(Instructions):
(a) In the text about restarting the Minecraft social simulation, swap "repository" for "codebase" and write out the passage starting at "I have been" and ending at "The approach changed.".
(b) According to the text about restarting the Minecraft social simulation, how many sequential model calls did one cycle of Voyager's learn() loop use?

(Text provided):

Restarting the Minecraft social simulation

Repository
Documentation
I remembered starting this around 2023, but the git history says the first commit was May 22, 2024.
The old project treated Voyager as the main baseline. The current one still learns from Voyager, but tries hard not to become a Voyager clone.
I came back in 2026 partly because model runs are cheaper, but mostly because I now want a structure where a model with more context and authority is checked by execution records.
The current target is not a house-building diary. It is one actor choosing actions from memory, goals, observation, and body, then carrying the checked result into the next cycle.

I have been looking again at minecraft-llm-agent-community, a repository I had left alone for too long. My memory said I started it around late 2023 or early 2024. The repository is less vague: the first commit is from May 22, 2024.

The old README had a line saying the project would be resumed after June 18, 2024. That did not really happen. The intention was there, and the dream was large enough. I wanted to observe agents in Minecraft forming groups, building villages, and dealing with cooperation, coexistence, and survival. That direction still sounds like what I want.

The approach changed.

First shape

The 2024 version started almost directly from Voyager. The README checklist had items such as basic environment setup using the Voyager baseline, making a single agent with the Voyager baseline, and writing an architecture image and analysis of Voyager. The docs also had a rewritten pseudo code version of Voyager’s learn() loop, including the note that one cycle used five sequential model calls.

(Exercise data):
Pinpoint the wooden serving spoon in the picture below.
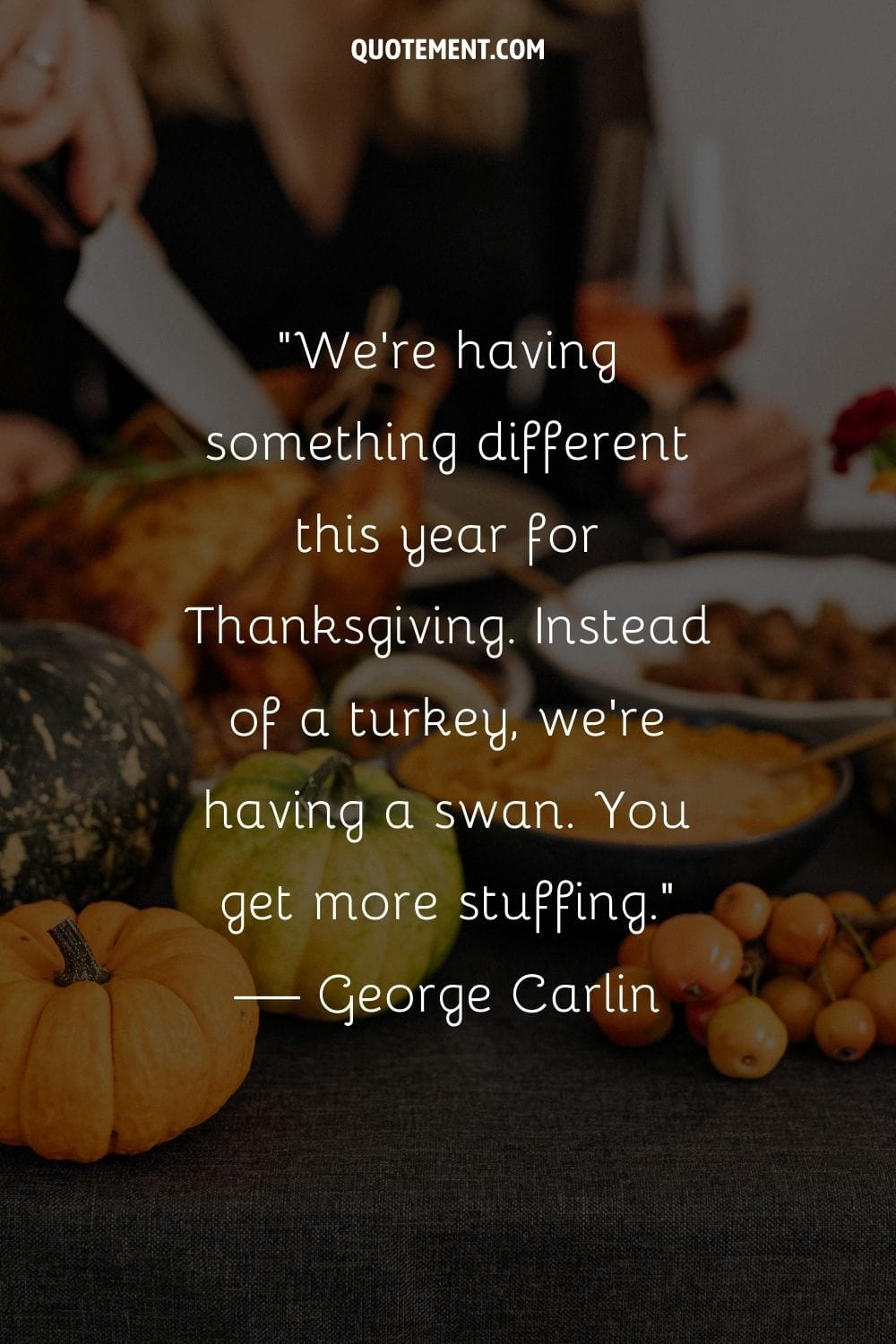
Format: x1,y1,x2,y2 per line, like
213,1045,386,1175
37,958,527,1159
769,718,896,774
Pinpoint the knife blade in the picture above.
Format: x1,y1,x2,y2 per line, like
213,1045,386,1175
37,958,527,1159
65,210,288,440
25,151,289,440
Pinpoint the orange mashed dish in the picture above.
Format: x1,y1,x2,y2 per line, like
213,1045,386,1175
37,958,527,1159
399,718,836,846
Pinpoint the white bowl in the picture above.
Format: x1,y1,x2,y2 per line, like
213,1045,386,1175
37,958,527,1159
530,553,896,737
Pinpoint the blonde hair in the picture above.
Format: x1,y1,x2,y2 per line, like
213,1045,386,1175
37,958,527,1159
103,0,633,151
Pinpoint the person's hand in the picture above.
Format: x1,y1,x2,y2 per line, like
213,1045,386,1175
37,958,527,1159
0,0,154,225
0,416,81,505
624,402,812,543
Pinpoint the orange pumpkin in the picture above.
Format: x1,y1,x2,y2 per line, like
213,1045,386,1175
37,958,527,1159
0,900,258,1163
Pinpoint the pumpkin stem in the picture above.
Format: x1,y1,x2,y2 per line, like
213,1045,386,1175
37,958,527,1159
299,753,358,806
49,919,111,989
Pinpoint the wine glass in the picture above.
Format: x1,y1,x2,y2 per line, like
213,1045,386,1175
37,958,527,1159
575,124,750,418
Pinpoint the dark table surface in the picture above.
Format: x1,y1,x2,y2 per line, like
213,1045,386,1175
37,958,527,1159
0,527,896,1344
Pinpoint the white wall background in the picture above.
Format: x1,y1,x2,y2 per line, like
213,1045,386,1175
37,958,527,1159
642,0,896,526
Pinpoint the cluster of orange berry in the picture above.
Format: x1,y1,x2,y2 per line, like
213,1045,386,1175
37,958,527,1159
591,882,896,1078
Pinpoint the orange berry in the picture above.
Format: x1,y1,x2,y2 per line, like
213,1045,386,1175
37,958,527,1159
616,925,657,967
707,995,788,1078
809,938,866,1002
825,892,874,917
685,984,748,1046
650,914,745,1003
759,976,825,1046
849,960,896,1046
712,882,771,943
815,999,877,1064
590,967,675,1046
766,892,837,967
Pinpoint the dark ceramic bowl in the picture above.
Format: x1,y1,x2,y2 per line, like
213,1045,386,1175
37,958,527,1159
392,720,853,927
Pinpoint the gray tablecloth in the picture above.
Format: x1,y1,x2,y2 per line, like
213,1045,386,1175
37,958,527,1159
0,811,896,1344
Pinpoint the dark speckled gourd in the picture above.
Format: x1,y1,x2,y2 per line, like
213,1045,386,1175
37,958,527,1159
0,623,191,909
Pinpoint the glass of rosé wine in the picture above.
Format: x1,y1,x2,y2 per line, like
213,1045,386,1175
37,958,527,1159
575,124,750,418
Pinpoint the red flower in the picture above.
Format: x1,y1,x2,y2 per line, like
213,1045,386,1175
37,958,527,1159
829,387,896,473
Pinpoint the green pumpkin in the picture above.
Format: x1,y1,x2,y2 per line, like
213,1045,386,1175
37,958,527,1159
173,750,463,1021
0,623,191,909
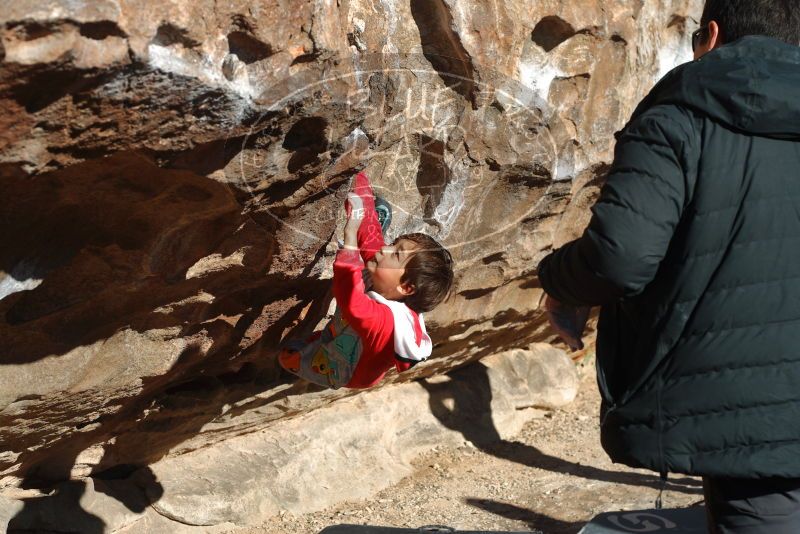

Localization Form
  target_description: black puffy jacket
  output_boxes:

(List of solutions):
(a)
I have been looking again at minecraft-llm-agent-community, a codebase I had left alone for too long. My memory said I started it around late 2023 or early 2024. The codebase is less vague: the first commit is from May 22, 2024.

The old README had a line saying the project would be resumed after June 18, 2024. That did not really happen. The intention was there, and the dream was large enough. I wanted to observe agents in Minecraft forming groups, building villages, and dealing with cooperation, coexistence, and survival. That direction still sounds like what I want.

The approach changed.

(b) Five.